■ Page extract ■
‘Mine Eyes Have Seen the Glory’ by Elizabeth Gurley Flynn from the New Masses. Vol. 31 No. 6. May 2, 1939.

Elizabeth Gurley Flynn explains how to use a gas mask at a March 4, 1926 meeting of strikers in Passaic, New Jersey during the epic year-long struggle of 15,000 Communist-led textile workers.

Legendary labor activist Elizabeth Gurley Flynn looks back from 1939 on the thirty-three May Day celebrations she had participated in.

‘Mine Eyes Have Seen the Glory’ by Elizabeth Gurley Flynn from the New Masses. Vol. 31 No. 6. May 2, 1939.

Thirty-three May Days have come and gone since my activities in the American labor movement began. In memory I view them – an endless procession of red banners, flying high and wide, in the eager hands of marching, cheering, singing workers. Banners of local unions and AFL central labor councils; three-starred IWW banners; banners of Amalgamated, of International Ladies Garment Workers, furriers, pioneers of unionism for the “immigrants and revolutionists”; banners of craft unions, independent unions, industrial unions, and at lone last the CIO. Many were tasseled banners, sold and black, silver and blue, with the names, numbers and places beautifully embroidered; clean, unwrinkled banners, preciously guarded in locked glass cases in dingy halls, throughout the year – liberated to fly proudly on May Day. Then the “people’s flag of deepest red” – the banners of the Socialist Labor Party, Socialist Party, Communist Labor party, Workers Party, and finally the Communist Party of the United States – inheritor of all the best militant traditions; banners bearing the arm and hammer; clasped hands; arm and torch; hammer and sickle-insignia of revolutionary labor. Pictures of great leaders carried aloft – Marx, Engels, Lenin, Debs, Haywood, Ruthenberg! Dead martyrs of labor, crape-draped – pictures of Liebknecht, Luxemburg, Sacco and Vanzetti, Frank Little, Matteotti! Placards for prisoners of labor, Mooney, Billings, McNamara! Veterans marching, slowly but gallantly, in the first decade of the new century – how they inspired us, how we revered them. French Communards, Russian revolutionists escaped from Siberia, Germans driven out by Bismarck, Garibaldians in their red shirts, Irish, Polish exiles. Oldtime Americans marching, telling of Haymarket, Homestead, Pullman. Men who knew Marx, Engels, Silvis, Parsons – patriarchs and prophets to us.

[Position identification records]
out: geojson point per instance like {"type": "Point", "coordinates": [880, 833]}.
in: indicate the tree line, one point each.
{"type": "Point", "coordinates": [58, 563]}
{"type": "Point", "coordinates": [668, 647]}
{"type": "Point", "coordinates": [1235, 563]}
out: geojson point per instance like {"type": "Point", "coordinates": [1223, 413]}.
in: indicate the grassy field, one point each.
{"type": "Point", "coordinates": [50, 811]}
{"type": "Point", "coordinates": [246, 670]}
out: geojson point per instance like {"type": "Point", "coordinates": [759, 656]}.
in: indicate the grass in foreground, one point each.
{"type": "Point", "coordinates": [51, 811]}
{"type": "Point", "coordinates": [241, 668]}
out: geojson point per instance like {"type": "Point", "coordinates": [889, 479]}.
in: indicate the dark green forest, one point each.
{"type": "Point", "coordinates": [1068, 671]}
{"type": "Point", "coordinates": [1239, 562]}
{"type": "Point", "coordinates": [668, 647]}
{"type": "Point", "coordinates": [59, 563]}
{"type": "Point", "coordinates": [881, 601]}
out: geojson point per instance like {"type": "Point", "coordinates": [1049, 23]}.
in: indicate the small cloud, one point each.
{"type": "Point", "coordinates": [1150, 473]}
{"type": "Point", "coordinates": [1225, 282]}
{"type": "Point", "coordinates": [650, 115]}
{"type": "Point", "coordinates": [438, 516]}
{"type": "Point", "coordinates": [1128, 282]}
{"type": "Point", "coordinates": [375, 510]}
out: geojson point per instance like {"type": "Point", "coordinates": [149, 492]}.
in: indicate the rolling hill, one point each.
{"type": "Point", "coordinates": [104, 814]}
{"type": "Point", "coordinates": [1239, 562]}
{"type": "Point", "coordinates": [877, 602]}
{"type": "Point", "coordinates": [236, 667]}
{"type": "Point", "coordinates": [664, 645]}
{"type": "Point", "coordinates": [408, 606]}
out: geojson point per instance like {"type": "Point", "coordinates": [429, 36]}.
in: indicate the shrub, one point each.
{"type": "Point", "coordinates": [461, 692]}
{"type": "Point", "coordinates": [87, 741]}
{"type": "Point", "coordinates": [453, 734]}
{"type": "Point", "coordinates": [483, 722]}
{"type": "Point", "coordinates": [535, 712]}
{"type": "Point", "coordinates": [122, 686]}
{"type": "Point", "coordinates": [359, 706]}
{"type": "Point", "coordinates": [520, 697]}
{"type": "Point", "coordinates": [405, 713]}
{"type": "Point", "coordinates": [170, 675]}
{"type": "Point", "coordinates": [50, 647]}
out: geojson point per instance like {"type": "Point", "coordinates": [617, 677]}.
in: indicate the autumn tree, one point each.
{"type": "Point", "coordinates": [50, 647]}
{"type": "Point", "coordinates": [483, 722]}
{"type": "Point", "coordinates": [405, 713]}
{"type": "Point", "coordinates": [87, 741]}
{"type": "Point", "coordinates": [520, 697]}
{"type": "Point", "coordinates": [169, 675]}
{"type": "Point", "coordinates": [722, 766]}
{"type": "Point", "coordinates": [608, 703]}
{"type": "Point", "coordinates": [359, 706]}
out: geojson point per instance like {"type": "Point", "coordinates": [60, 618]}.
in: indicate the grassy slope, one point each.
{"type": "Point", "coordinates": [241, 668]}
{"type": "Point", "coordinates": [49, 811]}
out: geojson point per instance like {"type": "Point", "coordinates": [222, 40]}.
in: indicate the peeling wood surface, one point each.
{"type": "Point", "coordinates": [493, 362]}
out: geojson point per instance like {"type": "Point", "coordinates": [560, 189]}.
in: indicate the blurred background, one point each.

■ Instructions ■
**A)** In the May Day recollection, extract the passage starting with "Elizabeth Gurley Flynn explains" and going on through "had participated in.".
**B)** List every great leader whose picture the May Day recollection says was carried aloft.

■ Results of the exercise ■
**A)**
Elizabeth Gurley Flynn explains how to use a gas mask at a March 4, 1926 meeting of strikers in Passaic, New Jersey during the epic year-long struggle of 15,000 Communist-led textile workers.

Legendary labor activist Elizabeth Gurley Flynn looks back from 1939 on the thirty-three May Day celebrations she had participated in.

**B)** Marx, Engels, Lenin, Debs, Haywood, Ruthenberg